Aim:
Write out the material below exactly, beginning at the line that contains "Could you please locate the small" and ending with its last line, both ends included; write nothing else.

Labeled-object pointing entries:
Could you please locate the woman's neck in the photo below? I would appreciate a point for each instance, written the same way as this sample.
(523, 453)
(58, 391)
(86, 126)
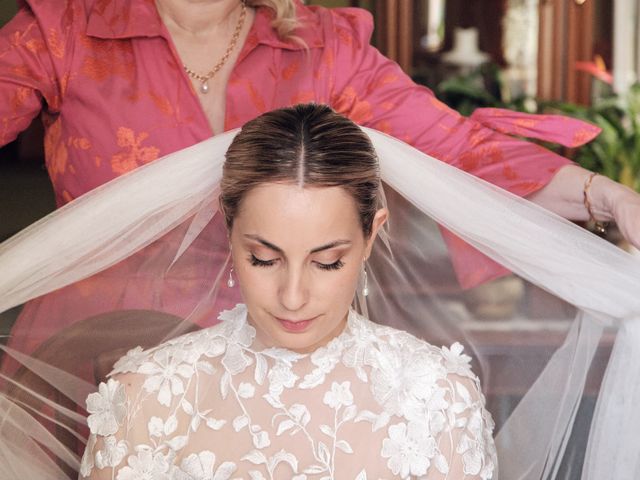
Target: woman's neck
(198, 17)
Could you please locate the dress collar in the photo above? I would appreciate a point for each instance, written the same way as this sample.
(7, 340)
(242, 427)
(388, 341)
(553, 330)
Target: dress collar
(121, 19)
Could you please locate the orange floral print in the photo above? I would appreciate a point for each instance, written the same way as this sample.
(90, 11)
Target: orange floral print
(133, 154)
(55, 150)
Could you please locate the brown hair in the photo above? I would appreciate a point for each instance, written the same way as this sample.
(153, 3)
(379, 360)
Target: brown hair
(307, 145)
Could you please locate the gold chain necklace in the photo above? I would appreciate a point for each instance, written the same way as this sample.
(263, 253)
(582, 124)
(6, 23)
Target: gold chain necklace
(204, 79)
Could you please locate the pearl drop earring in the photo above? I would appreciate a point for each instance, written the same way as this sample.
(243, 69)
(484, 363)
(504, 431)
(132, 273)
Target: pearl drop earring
(365, 281)
(230, 281)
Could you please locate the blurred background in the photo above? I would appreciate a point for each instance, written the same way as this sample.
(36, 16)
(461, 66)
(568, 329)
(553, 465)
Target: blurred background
(575, 57)
(578, 57)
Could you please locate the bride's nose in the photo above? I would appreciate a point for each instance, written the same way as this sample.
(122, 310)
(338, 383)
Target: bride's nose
(293, 291)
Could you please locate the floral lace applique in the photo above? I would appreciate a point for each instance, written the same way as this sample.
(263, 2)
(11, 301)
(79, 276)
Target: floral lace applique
(374, 402)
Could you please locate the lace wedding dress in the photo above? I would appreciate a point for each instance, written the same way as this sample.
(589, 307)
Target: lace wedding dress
(374, 403)
(402, 407)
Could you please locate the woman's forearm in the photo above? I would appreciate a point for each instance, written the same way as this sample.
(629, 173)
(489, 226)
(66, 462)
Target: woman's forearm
(564, 194)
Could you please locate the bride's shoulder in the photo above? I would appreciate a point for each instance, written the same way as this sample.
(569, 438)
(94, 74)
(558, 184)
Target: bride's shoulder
(407, 349)
(186, 349)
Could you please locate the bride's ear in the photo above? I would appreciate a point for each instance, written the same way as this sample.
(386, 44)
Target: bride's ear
(379, 220)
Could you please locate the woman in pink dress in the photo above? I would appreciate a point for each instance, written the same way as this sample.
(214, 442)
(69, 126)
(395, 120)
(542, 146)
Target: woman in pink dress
(120, 83)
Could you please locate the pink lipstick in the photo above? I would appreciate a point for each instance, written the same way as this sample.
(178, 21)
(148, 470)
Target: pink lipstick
(295, 326)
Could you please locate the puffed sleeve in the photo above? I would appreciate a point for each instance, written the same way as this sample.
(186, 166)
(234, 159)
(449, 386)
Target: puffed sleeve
(375, 92)
(121, 429)
(28, 80)
(462, 427)
(466, 446)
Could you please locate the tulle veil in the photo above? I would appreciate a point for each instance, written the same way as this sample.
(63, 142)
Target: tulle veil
(143, 258)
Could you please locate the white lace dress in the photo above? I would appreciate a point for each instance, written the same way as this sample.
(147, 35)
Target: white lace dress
(375, 403)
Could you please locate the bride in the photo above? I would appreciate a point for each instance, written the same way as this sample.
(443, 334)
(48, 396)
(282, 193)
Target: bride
(294, 384)
(297, 381)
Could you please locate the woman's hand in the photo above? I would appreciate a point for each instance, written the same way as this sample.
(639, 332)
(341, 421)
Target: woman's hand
(624, 207)
(609, 200)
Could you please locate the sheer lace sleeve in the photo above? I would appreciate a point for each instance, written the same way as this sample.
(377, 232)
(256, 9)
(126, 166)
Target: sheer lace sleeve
(466, 442)
(115, 425)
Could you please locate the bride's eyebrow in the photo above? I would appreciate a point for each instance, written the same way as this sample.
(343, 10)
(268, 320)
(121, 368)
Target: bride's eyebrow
(275, 248)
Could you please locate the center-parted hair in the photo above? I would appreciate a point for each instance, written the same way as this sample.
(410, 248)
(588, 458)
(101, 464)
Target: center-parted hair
(307, 145)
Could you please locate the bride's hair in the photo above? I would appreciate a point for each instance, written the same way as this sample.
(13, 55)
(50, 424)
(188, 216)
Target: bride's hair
(307, 145)
(284, 16)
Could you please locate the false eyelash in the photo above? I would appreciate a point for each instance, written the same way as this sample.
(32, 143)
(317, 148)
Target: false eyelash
(256, 262)
(331, 266)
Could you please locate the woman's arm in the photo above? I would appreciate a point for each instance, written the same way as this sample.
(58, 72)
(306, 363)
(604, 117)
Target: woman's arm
(27, 74)
(609, 200)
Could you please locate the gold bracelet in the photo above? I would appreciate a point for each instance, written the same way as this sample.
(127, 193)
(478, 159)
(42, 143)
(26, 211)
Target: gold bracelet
(599, 228)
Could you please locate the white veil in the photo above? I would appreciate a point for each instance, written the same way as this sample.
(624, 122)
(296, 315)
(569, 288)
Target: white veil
(158, 224)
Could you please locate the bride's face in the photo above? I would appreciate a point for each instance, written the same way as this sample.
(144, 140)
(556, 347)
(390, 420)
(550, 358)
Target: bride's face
(298, 254)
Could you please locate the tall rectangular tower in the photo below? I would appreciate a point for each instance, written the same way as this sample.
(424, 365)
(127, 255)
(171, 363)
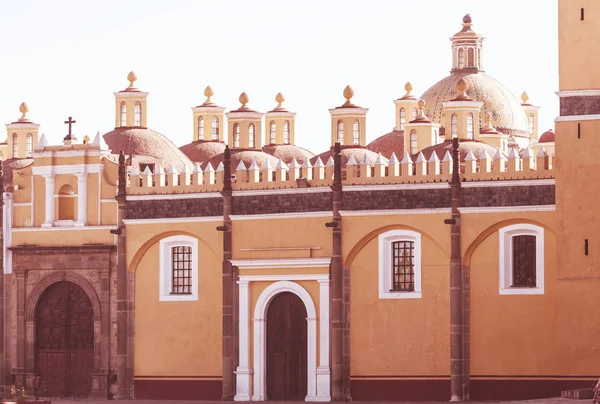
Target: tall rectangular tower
(578, 139)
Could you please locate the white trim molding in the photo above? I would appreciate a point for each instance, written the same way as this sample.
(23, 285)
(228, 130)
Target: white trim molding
(166, 268)
(506, 259)
(574, 118)
(282, 263)
(318, 381)
(385, 264)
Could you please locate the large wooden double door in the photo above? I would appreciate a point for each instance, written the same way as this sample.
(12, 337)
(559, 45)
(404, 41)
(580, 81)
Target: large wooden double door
(286, 348)
(65, 340)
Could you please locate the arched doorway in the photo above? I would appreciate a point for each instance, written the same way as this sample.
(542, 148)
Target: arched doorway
(286, 359)
(64, 348)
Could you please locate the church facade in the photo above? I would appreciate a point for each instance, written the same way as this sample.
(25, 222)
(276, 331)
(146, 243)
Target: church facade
(452, 258)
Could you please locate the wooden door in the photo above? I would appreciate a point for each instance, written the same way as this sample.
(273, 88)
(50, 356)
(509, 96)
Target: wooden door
(286, 348)
(65, 340)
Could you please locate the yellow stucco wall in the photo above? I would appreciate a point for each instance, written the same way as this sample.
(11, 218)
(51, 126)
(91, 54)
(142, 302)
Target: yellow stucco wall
(178, 338)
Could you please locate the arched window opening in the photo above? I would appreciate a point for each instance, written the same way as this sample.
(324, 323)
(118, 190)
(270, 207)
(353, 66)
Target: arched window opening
(123, 115)
(15, 145)
(471, 57)
(215, 128)
(286, 132)
(413, 142)
(200, 128)
(454, 126)
(66, 203)
(29, 144)
(356, 132)
(340, 132)
(272, 132)
(402, 118)
(470, 126)
(531, 124)
(236, 135)
(251, 136)
(137, 112)
(461, 58)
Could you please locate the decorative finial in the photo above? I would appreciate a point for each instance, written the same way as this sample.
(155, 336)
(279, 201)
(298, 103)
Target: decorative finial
(132, 79)
(348, 94)
(23, 109)
(208, 92)
(279, 98)
(244, 100)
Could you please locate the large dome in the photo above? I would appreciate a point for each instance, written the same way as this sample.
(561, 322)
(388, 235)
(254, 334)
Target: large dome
(508, 115)
(146, 142)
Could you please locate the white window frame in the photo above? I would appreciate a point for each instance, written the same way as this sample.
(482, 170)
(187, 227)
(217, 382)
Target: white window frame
(166, 268)
(385, 264)
(506, 262)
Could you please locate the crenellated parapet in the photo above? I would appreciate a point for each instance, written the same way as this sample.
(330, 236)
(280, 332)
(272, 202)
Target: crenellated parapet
(381, 171)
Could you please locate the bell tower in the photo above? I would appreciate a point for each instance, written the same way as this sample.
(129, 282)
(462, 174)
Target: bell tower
(130, 106)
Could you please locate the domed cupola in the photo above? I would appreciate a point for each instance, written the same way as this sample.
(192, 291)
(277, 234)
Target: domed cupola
(466, 49)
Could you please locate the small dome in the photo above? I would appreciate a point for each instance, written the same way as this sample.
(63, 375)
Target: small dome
(464, 148)
(201, 151)
(358, 153)
(547, 137)
(247, 156)
(146, 142)
(389, 143)
(287, 152)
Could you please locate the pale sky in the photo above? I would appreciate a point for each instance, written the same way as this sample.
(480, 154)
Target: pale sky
(66, 57)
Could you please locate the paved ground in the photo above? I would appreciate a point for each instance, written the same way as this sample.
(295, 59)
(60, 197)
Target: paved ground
(539, 401)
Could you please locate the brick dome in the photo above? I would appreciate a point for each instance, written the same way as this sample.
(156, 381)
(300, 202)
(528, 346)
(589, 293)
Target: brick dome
(146, 142)
(201, 151)
(389, 143)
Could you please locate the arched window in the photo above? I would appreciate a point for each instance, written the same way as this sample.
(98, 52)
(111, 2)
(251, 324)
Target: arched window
(15, 145)
(454, 126)
(413, 142)
(471, 57)
(272, 132)
(531, 124)
(402, 118)
(340, 132)
(66, 203)
(470, 126)
(286, 132)
(137, 113)
(356, 132)
(251, 135)
(215, 128)
(29, 144)
(123, 114)
(200, 128)
(236, 135)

Full solution:
Could you please locate the small dome in the photo above? I would appreciate a point for each instance, written the same way as this sample.
(63, 375)
Target: small dome
(464, 148)
(201, 151)
(358, 153)
(547, 137)
(247, 156)
(146, 142)
(389, 143)
(287, 152)
Could you please locate the pale sky in the photo above? I would appreciate a point for each instance, written the same way as this sample.
(480, 154)
Target: pale sky
(66, 57)
Could you please locate the paved ground in the photo above? I would appreciate a point for each instance, written the same way as this sample.
(295, 59)
(60, 197)
Target: paved ground
(539, 401)
Could you please locate the brick dome in the photo above? I would appreciate a point for each instance, written the same way as this sample.
(156, 381)
(300, 202)
(528, 346)
(589, 293)
Target: brick dome
(146, 142)
(201, 151)
(389, 143)
Could you please locate the arched window in the photo above? I would appreciate a point for each instance, written the same way as this sample.
(98, 52)
(111, 2)
(251, 324)
Target: arched window
(15, 145)
(454, 126)
(413, 142)
(471, 57)
(272, 132)
(531, 124)
(402, 118)
(340, 132)
(66, 203)
(470, 126)
(286, 132)
(137, 113)
(356, 132)
(251, 135)
(215, 128)
(29, 144)
(123, 114)
(200, 128)
(236, 135)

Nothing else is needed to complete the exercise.